What is required: Rewrite every one of the records below, replacing "Annotate" with "Label" and leaving everything else unchanged.

Dataset records:
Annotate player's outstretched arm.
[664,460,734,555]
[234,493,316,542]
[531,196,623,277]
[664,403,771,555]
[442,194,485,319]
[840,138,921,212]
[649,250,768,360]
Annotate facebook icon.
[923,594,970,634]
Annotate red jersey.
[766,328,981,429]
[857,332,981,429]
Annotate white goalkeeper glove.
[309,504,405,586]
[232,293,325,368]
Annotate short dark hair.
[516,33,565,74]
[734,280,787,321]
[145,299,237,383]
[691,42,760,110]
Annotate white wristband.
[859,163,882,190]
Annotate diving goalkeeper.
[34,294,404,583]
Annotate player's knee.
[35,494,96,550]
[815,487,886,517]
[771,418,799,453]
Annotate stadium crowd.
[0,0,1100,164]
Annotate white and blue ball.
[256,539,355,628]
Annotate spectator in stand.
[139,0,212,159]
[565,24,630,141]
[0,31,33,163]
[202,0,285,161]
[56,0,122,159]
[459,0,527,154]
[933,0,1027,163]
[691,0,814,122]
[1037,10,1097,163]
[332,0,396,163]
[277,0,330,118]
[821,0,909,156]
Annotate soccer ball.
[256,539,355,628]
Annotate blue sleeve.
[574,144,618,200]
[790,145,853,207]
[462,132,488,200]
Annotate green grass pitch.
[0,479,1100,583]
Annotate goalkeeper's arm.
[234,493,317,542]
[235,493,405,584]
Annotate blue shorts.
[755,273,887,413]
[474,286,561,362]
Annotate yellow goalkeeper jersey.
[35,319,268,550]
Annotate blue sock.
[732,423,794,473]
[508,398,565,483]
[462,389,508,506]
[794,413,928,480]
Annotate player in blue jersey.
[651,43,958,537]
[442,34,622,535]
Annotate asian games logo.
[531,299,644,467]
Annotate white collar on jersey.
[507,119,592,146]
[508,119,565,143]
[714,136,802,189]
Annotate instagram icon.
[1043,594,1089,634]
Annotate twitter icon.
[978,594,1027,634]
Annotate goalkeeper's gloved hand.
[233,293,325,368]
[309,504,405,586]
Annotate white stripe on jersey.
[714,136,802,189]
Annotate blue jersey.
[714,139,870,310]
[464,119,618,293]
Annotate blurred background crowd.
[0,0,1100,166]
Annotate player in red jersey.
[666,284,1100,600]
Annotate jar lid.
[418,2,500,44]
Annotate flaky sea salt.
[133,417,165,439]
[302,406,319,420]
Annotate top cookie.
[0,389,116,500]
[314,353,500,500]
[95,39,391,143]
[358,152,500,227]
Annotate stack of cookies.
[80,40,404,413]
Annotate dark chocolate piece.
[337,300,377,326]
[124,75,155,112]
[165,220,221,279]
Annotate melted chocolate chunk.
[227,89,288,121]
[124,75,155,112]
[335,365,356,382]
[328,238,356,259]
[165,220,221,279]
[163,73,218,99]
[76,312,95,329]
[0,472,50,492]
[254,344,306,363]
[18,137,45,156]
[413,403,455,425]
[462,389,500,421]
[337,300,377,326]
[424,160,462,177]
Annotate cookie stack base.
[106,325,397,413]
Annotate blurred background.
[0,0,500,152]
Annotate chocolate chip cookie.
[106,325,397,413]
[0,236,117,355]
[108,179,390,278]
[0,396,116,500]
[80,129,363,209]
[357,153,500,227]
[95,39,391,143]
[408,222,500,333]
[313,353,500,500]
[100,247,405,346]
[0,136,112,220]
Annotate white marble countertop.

Correct result:
Label player's outstretched arm.
[664,460,734,555]
[234,493,316,542]
[531,196,623,277]
[664,403,771,555]
[442,194,485,319]
[840,138,921,212]
[649,250,768,360]
Label facebook icon.
[923,594,970,634]
Label red jersey.
[766,328,981,429]
[857,332,981,429]
Label white goalkeeper glove.
[309,504,405,586]
[232,293,325,368]
Label short dark hair.
[516,33,565,74]
[734,280,787,321]
[145,299,237,383]
[691,42,760,110]
Label white wristband.
[859,163,882,190]
Label diving goalkeeper.
[34,294,404,583]
Label player's knee.
[35,494,96,550]
[815,487,886,517]
[771,418,799,453]
Label stadium crowd.
[0,0,1100,164]
Label white and blue ball.
[256,539,355,628]
Label spectator in stand.
[139,0,212,159]
[565,24,630,141]
[0,31,33,163]
[202,0,285,161]
[56,0,122,159]
[459,0,527,154]
[933,0,1027,163]
[691,0,814,122]
[1037,10,1097,163]
[332,0,396,163]
[277,0,330,118]
[821,0,909,156]
Label soccer ball.
[256,539,355,628]
Label blue sleeve.
[574,144,618,200]
[790,145,853,207]
[462,132,488,200]
Label green grass pitch.
[0,479,1100,583]
Label goalkeeper's arm.
[234,493,317,542]
[235,493,405,584]
Label blue shorts.
[755,273,887,413]
[474,286,561,362]
Label yellow goalkeeper jersey.
[35,319,268,550]
Label blue sock.
[732,423,794,473]
[508,398,565,483]
[462,389,508,506]
[794,413,928,480]
Label player in blue jersey.
[651,43,958,537]
[442,34,622,535]
Label asian games logo.
[531,299,644,467]
Label white collar on jersey.
[507,119,592,146]
[508,119,565,143]
[714,136,802,189]
Label instagram icon.
[1043,594,1089,634]
Label twitter icon.
[978,594,1027,634]
Label goalkeeper's gloved hand.
[233,293,325,368]
[309,504,405,586]
Label white stripe on jersey.
[714,136,802,189]
Label blue jersey.
[714,139,870,310]
[464,119,618,293]
Label blurred background crowd.
[0,0,1100,166]
Label player in red jersey.
[666,284,1100,600]
Label jar lid.
[418,2,500,44]
Label flaky sea salt.
[133,417,165,439]
[302,406,319,420]
Label top cookie.
[0,389,116,500]
[314,353,500,500]
[95,39,391,143]
[358,152,500,227]
Label stack of cookies.
[80,40,404,413]
Label dark chocolate piece.
[337,300,377,326]
[124,75,155,112]
[165,220,221,279]
Label melted chocolate chunk.
[227,89,288,121]
[124,75,155,112]
[335,365,356,382]
[328,238,356,259]
[165,220,221,279]
[163,73,218,99]
[76,312,95,329]
[0,472,50,492]
[254,344,306,363]
[18,137,45,156]
[413,403,455,425]
[462,389,500,421]
[337,300,377,326]
[424,160,462,177]
Label cookie stack base.
[106,325,397,413]
Label blurred background.
[0,0,500,152]
Label chocolate chip cookie.
[106,325,397,413]
[0,236,117,355]
[108,179,390,278]
[0,396,116,500]
[80,129,363,209]
[357,153,500,227]
[95,39,391,143]
[408,222,500,333]
[313,353,500,500]
[100,247,405,346]
[0,136,112,220]
Label white marble countertop.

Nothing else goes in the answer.